━━━ Excerpted text

Initial Values

Since the current through a coil cannot change instantaneously, the current through a coil will begin the transient phase at the initial value established by the network (note Fig. 1) before the switch was closed.
Fig. 1: Defining the three phases of a transient waveform.
It will then pass through the transient phase until it reaches the steady-state (or final) level after about five time constants. The steady-state level of the inductor current can be found by simply substituting its short-circuit equivalent (or $R_l$ for the practical equivalent) and finding the resulting current through the element. Using the transient equation developed in the previous section, an equation for the current $i_L$ can be written for the entire time interval of Fig. 1; that is, $$i_L = I_i + (I_f - I_i)(1 - e^{-t/\tau})$$ with ($I_f - I_i$) representing the total change during the transient phase.

━━━━━━
━━━ Dataset

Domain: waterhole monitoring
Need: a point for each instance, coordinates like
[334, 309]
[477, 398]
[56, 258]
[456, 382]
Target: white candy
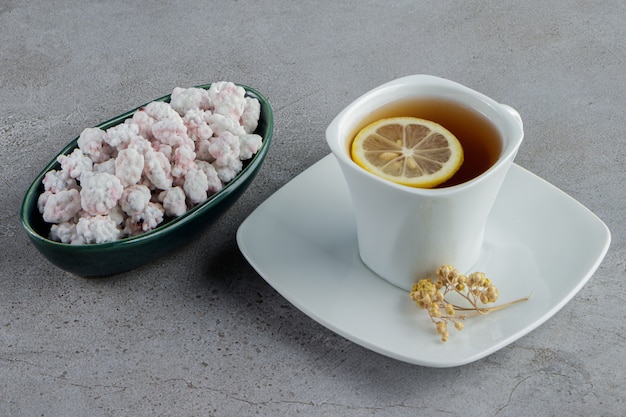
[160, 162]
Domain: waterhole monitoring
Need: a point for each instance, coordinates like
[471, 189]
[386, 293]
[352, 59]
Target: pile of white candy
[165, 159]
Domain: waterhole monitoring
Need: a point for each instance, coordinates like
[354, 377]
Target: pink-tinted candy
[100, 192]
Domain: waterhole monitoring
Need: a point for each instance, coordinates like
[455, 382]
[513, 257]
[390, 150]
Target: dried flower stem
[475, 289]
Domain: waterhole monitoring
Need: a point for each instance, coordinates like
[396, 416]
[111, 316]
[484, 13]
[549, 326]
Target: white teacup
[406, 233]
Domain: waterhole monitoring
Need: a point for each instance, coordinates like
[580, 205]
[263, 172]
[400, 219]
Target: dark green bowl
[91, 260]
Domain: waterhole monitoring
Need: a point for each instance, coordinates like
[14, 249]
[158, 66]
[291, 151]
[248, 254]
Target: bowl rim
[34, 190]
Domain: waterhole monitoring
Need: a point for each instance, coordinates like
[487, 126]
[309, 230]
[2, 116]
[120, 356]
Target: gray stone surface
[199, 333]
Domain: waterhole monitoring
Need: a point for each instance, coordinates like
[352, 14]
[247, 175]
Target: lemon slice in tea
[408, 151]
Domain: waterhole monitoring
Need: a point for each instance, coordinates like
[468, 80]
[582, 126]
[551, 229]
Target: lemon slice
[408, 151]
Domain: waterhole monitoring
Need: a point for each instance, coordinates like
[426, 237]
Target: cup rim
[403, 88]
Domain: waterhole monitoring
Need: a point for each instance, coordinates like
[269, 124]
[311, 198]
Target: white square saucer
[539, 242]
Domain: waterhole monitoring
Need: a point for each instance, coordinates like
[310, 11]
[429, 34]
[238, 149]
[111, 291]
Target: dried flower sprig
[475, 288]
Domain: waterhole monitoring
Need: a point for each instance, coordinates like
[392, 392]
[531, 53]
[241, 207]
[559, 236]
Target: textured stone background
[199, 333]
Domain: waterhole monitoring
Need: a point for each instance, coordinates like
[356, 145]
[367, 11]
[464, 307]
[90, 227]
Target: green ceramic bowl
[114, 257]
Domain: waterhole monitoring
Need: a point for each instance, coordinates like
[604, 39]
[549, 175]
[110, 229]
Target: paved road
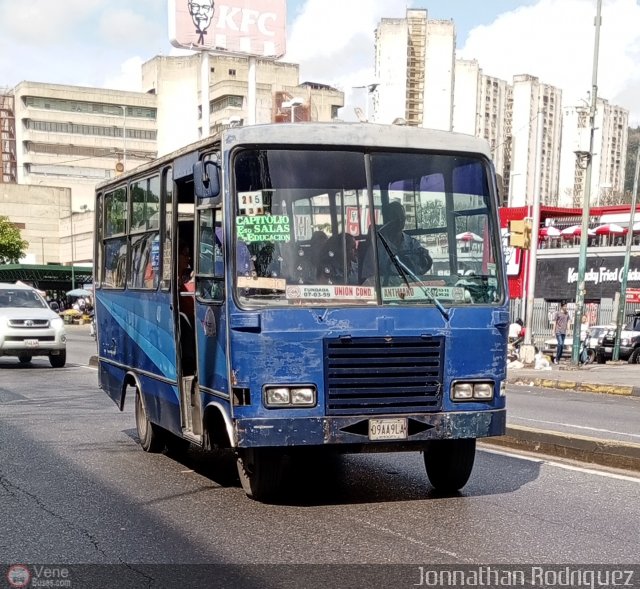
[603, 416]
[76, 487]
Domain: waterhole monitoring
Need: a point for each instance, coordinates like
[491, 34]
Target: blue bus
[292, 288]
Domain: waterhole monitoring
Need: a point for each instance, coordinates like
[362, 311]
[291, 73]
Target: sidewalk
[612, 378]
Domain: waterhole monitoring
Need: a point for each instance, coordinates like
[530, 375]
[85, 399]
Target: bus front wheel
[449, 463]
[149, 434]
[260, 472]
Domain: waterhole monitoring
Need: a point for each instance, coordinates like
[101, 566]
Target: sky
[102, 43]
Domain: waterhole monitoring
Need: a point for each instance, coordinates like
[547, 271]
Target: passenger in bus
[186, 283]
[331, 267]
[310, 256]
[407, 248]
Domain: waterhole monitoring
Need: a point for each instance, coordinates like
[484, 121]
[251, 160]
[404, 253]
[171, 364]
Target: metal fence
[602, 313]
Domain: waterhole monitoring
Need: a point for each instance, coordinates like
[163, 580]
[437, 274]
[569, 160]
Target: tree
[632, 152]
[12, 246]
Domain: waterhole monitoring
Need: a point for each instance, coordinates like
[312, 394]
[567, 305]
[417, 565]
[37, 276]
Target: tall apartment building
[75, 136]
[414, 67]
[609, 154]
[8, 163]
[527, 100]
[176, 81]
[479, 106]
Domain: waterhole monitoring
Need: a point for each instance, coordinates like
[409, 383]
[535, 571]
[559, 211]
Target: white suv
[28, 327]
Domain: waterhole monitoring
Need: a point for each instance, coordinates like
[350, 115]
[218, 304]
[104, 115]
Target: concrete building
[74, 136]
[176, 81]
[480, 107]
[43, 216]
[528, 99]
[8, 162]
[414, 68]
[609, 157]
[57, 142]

━━━━━━

Task details
Reproduce in full the text above on the initial values of inductor current, keeping every word, symbol, and equation unchanged.

Reply
Initial Values

Since the current through a coil cannot change instantaneously, the current through a coil will begin the transient phase at the initial value established by the network (note Fig. 1) before the switch was closed.
Fig. 1: Defining the three phases of a transient waveform.
It will then pass through the transient phase until it reaches the steady-state (or final) level after about five time constants. The steady-state level of the inductor current can be found by simply substituting its short-circuit equivalent (or $R_l$ for the practical equivalent) and finding the resulting current through the element. Using the transient equation developed in the previous section, an equation for the current $i_L$ can be written for the entire time interval of Fig. 1; that is, $$i_L = I_i + (I_f - I_i)(1 - e^{-t/\tau})$$ with ($I_f - I_i$) representing the total change during the transient phase.